[Material supplied — start]

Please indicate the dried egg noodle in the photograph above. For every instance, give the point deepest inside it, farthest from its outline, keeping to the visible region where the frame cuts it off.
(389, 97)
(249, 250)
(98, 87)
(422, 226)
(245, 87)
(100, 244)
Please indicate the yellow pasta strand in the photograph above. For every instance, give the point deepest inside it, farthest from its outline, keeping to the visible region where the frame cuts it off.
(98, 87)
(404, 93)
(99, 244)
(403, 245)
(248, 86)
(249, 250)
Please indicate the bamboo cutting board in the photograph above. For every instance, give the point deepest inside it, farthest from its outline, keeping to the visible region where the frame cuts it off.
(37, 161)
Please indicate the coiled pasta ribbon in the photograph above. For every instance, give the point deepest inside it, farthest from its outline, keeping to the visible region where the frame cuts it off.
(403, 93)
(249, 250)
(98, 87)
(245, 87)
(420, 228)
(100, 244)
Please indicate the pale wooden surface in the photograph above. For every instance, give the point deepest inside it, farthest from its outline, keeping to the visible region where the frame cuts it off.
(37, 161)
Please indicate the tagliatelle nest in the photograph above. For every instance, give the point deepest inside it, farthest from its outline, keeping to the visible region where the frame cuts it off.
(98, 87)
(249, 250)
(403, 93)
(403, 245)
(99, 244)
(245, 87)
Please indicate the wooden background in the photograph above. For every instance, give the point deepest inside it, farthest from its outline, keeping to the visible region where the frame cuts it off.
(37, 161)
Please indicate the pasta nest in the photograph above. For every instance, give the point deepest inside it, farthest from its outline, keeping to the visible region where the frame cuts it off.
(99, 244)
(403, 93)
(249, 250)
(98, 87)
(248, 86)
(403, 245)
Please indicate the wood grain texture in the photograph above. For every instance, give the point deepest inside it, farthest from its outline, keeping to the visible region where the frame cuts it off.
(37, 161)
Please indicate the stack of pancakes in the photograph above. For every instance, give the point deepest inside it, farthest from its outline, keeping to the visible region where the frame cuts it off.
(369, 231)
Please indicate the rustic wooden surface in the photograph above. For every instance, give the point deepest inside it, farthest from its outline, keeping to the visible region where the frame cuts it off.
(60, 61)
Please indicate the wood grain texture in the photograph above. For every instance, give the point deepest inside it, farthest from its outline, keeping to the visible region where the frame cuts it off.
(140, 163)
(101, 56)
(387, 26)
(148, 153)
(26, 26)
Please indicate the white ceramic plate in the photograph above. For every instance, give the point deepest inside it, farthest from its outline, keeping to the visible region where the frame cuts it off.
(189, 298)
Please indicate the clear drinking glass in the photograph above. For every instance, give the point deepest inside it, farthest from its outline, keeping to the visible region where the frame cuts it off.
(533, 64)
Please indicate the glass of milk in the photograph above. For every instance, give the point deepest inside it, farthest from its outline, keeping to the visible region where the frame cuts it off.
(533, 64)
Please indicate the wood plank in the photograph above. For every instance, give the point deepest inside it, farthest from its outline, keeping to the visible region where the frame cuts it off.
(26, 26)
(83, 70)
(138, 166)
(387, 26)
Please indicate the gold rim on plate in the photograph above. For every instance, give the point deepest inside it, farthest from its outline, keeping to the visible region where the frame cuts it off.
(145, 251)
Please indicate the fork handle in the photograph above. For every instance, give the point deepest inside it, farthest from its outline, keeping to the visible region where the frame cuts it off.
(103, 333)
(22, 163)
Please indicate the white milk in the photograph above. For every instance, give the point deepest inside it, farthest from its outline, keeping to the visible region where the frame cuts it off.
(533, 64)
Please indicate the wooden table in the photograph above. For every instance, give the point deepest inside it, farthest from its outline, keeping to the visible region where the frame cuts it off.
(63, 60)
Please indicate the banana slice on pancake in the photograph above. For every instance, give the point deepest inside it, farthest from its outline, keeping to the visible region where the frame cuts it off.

[Material supplied — finish]

◆ Required work ◆
Print the material verbatim, all of it.

◆ Solved exercise ◆
Please indicate the dried egg noodle in the photograph above. For every instance, give the point deepest inside it, farthest from its outline, keeping to the visible region where the frame cuts it off.
(389, 97)
(249, 250)
(98, 87)
(422, 226)
(245, 87)
(100, 244)
Please indicate the yellow pasta strand in the photograph above. For every instance, give the point deepest inside it, farthest from its outline, keeping to the visible region where the frame cuts it off.
(98, 87)
(404, 93)
(99, 244)
(403, 245)
(248, 86)
(249, 250)
Please indicate the bamboo cutting board in the photograph above. For every instance, give the point deepest inside it, farthest from its outline, keeping to the visible region where the frame cuts it off.
(37, 161)
Please indicate the coiled pasta ribbon in the photograph above. For every instance, give the point deepest inside it, farthest from its outline, keeping to the visible region where the frame cuts it off.
(403, 93)
(249, 250)
(98, 87)
(245, 87)
(420, 228)
(100, 244)
Please indicate the pale wooden surface in the photograph above. For every instance, give the point deepest inside it, farthest from its outline, keeping to the visible region where the frame cuts it off.
(37, 161)
Please indicate the tagliatelle nest in the photograph above. For every instance, give the point deepest inside it, farthest from its outline, keeping to the visible region where the frame cuts it off.
(98, 87)
(249, 250)
(403, 93)
(403, 245)
(99, 244)
(245, 87)
Please indicate the wooden background in the photograph above. For every instance, give the point deepest inside it, farthest from its outline, keeping to the visible region where the frame cuts it off.
(37, 161)
Please indicate the pasta nest in the photograph above. For every instance, give the point deepest inside it, farthest from its outline, keeping to the visible region where the frame cuts it off.
(99, 244)
(403, 93)
(249, 250)
(98, 87)
(248, 86)
(403, 245)
Please indicate the wood grain texture in the photograph above. For every instance, give the point deepest inside it, farthest from its outline, keeping to the visible region where the frame cuts it off.
(37, 161)
Please indicate the stack of pancakes in the photograph above. For every instance, give the point deepest inside it, farthest from its outline, keeping to the visible region where the frame cuts it off.
(369, 231)
Please indicate the rustic wooden surface in the photograph above. For every instance, give the point deepest inside it, farthest from its outline, keeping to the visible region where the frame cuts it off.
(60, 61)
Please indicate the wood grain texture in the photograph above. For every instance, give the point deepest inside it, farthest from its outline, keeping to the visible region where the frame cuts it off.
(140, 163)
(101, 56)
(387, 26)
(148, 153)
(26, 26)
Please indicate the white ceramic plate in the photograph above. For every instance, give the point deepest inside it, farthest from its outline, keeping to the visible region where the frame cuts it off.
(189, 298)
Please indicate the clear drinking glass in the photograph above. For every instance, give the point deepest inside it, farthest from its outline, keeping to the visible region where the frame cuts it off.
(533, 64)
Please indicate the glass of milk in the photograph above. For every instance, give the point deepest inside it, farthest from its outline, keeping to the visible region where the frame cuts it off.
(533, 64)
Please indicate the wood plank in the photograph above. For every instance, give the point deepest inside it, farthest from its outline, keeping to the visible region where the frame cuts it off.
(26, 26)
(83, 70)
(138, 166)
(387, 26)
Please indicate the gold rim on plate in the photograph above. For every instance, give the point deepest inside it, farthest from its outline, keeping to the visible region where the frame cuts it off.
(145, 251)
Please indicate the fork handle in the photograph above. For every instance, give the point deepest inside it, farthest from its outline, keeping to the visible region where the frame cuts it off.
(103, 333)
(22, 163)
Please indicate the white milk in the photograph above. For every instance, give the point deepest inside it, farthest from its outline, keeping to the visible region where the frame cuts it off.
(533, 64)
Please indicate the wooden table in the photograph above. For every instance, give the point deepest inside it, farthest from its outline, keeping to the visible region where the frame cuts it off.
(63, 60)
Please indicate the banana slice on pancake in the photograph above. For every instance, give the point deepest inside it, farthest from its outline, keeping to the visible region where the frame cuts it off.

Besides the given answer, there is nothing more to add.